··· Recorded information

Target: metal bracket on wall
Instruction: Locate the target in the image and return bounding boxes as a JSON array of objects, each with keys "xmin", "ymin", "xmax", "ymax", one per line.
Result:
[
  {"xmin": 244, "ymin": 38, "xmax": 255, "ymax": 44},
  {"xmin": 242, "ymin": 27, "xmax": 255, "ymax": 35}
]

······

Copy out the data exactly, keeping each line whole.

Target: metal bracket on wall
Instruction: Locate the target in the image and return bounding boxes as a JSON array of objects, each with keys "xmin", "ymin", "xmax", "ymax", one per line.
Result:
[
  {"xmin": 244, "ymin": 38, "xmax": 255, "ymax": 44},
  {"xmin": 242, "ymin": 27, "xmax": 255, "ymax": 35}
]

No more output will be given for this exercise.